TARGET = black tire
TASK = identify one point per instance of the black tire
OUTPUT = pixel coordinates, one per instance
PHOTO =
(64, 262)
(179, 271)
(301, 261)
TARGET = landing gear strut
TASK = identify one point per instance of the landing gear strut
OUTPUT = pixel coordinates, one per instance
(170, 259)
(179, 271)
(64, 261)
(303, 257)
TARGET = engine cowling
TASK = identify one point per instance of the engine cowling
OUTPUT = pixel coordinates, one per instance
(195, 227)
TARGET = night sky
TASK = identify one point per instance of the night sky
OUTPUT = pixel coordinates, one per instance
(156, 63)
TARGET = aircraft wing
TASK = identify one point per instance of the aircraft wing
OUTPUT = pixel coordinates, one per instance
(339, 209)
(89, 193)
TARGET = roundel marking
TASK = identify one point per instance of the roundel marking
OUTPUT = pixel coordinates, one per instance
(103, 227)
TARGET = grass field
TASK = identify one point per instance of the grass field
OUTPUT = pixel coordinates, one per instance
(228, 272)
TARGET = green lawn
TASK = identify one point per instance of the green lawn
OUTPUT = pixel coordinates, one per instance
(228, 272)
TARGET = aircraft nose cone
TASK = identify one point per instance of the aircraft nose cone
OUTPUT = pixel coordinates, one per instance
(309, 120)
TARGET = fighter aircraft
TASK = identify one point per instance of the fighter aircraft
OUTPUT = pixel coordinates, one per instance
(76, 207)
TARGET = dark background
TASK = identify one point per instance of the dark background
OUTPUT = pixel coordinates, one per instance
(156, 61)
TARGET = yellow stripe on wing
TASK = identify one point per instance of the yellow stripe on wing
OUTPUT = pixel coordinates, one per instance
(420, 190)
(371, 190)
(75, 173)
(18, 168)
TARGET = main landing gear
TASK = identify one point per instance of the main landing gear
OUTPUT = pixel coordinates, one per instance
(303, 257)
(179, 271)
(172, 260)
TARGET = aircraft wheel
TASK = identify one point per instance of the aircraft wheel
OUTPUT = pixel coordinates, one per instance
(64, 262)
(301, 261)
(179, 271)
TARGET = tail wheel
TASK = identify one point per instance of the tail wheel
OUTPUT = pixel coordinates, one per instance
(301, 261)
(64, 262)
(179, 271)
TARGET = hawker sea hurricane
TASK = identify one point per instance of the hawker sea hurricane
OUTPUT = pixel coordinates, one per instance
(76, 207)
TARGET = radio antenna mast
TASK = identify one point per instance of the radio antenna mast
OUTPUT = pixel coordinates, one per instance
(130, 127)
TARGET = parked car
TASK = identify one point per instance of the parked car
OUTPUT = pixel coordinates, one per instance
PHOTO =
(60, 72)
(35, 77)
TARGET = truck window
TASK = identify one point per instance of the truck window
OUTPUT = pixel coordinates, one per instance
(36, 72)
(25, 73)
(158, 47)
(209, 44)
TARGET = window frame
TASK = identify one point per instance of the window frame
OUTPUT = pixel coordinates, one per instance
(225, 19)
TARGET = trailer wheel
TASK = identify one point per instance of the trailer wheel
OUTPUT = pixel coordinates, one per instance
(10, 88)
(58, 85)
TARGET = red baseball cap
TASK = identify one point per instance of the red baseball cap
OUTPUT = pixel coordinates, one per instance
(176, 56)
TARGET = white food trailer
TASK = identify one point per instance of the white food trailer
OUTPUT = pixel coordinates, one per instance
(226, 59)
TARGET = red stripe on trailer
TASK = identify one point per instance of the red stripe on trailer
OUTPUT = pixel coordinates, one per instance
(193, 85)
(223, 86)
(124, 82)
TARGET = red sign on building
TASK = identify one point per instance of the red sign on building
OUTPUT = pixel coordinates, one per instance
....................
Each line with "dark" in it must be identified and copied from the material.

TARGET = dark background
TASK = identify one point per instance of the dark background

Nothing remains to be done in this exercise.